Each line of the data below between the one containing "column 92, row 110" and the one containing "column 55, row 259", both included, is to be repeated exactly. Please omit pictures.

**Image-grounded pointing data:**
►

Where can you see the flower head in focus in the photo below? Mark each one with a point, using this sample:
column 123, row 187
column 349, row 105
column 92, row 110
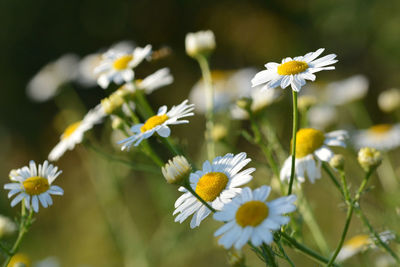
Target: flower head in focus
column 294, row 71
column 381, row 136
column 217, row 183
column 33, row 184
column 45, row 84
column 117, row 66
column 311, row 149
column 158, row 123
column 249, row 217
column 74, row 133
column 200, row 43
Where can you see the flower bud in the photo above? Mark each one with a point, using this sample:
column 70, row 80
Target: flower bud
column 176, row 170
column 369, row 158
column 389, row 100
column 337, row 162
column 200, row 43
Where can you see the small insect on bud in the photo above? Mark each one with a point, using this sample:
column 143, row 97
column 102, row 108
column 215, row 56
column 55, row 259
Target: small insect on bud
column 337, row 162
column 369, row 158
column 200, row 43
column 176, row 170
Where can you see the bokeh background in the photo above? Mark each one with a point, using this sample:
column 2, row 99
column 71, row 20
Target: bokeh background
column 365, row 34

◄

**FINISHED EXERCISE:**
column 92, row 110
Target: flower head in focus
column 294, row 71
column 381, row 136
column 217, row 183
column 33, row 184
column 45, row 84
column 117, row 66
column 311, row 149
column 158, row 123
column 249, row 217
column 74, row 133
column 200, row 43
Where can you see the flower bud in the photo above? Mark each one with a point, using this sample:
column 70, row 80
Target: flower bud
column 176, row 170
column 369, row 158
column 389, row 100
column 337, row 162
column 200, row 43
Where can you see the small insect on bud in the photo above? Mark each one with a point, using this sample:
column 143, row 97
column 102, row 108
column 215, row 56
column 55, row 259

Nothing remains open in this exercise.